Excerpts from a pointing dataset
"""

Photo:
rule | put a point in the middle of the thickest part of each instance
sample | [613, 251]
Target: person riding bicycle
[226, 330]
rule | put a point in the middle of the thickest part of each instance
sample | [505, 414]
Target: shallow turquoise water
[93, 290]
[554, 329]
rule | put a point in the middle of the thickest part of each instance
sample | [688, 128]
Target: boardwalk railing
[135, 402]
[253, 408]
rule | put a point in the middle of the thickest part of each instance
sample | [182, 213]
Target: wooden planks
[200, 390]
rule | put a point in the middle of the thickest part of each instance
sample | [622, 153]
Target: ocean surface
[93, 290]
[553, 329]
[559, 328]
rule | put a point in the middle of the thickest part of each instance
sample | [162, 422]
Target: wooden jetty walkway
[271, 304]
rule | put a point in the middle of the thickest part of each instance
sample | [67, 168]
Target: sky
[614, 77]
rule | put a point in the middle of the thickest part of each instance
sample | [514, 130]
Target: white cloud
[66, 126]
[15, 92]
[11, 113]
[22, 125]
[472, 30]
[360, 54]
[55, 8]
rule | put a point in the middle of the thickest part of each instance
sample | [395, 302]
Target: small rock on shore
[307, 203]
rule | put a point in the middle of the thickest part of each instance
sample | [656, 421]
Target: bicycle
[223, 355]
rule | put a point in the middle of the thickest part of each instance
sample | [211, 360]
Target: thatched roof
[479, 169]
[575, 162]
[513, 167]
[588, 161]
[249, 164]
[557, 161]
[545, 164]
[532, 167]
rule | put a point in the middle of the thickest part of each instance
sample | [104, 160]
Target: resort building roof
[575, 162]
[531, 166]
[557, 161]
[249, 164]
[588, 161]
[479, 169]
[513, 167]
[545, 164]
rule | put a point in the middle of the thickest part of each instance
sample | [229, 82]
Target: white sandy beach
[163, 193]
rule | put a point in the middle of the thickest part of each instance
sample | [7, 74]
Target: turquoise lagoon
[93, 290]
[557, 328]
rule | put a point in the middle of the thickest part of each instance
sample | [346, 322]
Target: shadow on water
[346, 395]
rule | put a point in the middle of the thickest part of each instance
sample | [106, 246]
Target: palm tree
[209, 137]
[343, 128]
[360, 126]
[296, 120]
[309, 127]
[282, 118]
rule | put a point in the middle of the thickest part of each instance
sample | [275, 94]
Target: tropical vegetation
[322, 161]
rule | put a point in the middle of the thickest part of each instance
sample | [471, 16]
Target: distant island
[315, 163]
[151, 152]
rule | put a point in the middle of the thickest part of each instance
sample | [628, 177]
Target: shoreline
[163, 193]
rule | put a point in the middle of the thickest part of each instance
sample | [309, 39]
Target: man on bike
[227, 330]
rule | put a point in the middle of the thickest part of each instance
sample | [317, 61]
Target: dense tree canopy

"""

PROBLEM TO WORK ON — Pull out every line of the material above that contains the string "wooden".

OUTPUT —
Target: wooden planks
Target: wooden jetty walkway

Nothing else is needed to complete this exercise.